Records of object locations

▽

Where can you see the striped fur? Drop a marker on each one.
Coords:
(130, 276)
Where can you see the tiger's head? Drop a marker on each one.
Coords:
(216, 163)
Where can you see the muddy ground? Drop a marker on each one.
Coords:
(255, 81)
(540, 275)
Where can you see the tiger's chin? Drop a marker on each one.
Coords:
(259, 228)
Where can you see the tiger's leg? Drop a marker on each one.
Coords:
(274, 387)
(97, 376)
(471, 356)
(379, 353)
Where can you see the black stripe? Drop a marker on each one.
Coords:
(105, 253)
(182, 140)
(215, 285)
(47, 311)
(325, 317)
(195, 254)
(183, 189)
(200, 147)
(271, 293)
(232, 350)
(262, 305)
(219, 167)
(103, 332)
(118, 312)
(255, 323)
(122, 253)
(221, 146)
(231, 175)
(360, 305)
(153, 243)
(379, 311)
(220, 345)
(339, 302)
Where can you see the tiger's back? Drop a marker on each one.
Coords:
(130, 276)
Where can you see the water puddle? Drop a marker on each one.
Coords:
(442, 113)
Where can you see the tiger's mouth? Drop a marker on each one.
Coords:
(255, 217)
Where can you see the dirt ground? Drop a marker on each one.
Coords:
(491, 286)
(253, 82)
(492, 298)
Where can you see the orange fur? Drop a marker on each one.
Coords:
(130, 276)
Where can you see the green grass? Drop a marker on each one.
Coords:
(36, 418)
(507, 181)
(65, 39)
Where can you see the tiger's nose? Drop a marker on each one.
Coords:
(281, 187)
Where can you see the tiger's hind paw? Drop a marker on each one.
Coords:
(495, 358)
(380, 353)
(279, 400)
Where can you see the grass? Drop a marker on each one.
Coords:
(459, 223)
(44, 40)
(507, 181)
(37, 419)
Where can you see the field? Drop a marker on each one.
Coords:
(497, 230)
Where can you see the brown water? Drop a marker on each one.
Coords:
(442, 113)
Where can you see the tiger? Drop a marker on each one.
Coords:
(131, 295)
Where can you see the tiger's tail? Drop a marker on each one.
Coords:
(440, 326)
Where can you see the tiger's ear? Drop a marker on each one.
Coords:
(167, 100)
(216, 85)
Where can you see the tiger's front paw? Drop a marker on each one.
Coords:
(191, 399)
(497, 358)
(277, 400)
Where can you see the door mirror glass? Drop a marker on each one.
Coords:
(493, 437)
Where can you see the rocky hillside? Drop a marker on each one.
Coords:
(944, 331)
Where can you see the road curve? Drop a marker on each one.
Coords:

△

__TO BE DONE__
Copy the records above word for word, starting at the line containing "Where can you see the tiger?" and continuing through the end of the records.

__IN RESPONSE__
Where can you see the tiger? Drop a marker on each one.
Coords:
(131, 295)
Where can you see the tiger's tail? Drop a marker on each one.
Coords:
(440, 326)
Where can you see the tiger's ear? Drop a marker on each one.
Coords:
(167, 100)
(216, 85)
Where can you see the tiger's front paw? Drop a marker on each one.
Coords:
(191, 399)
(497, 358)
(277, 400)
Where can you see the door mirror glass? Drop a marker on each one.
Coords:
(493, 437)
Where can you see the rocky hillside? Drop a marker on each one.
Coords:
(944, 331)
Where can you see the road curve? Drop a marker on each one.
Coords:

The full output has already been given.